(Object position labeling entries)
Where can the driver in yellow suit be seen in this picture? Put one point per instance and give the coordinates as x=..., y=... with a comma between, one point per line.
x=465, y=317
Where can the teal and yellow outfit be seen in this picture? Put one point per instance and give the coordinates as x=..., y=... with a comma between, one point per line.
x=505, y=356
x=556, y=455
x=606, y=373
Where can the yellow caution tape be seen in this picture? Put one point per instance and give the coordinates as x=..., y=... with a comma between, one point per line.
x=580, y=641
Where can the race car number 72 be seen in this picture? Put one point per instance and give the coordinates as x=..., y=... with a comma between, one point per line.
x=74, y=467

Written request:
Rewrite all of the data above, swapping "Put" for "Mark" wherever it occurs and keeping every other word the same.

Written solution:
Where can the driver in yellow suit be seen in this picture? Mark one point per instance and give the coordinates as x=..., y=... with a comma between, one point per line.
x=465, y=317
Where can the teal and yellow outfit be seen in this picture? Mark one point per instance and give the coordinates as x=..., y=... with a comma between, one point per line.
x=505, y=356
x=556, y=455
x=606, y=373
Where can the yellow caution tape be seen in this picture? Mark one point per instance and give the coordinates as x=..., y=... with a comma between, one point per line.
x=580, y=641
Where can the race car number 72 be seen in this picture? Mark one point per instance and give the coordinates as x=..., y=... with a comma between, one point per line.
x=74, y=467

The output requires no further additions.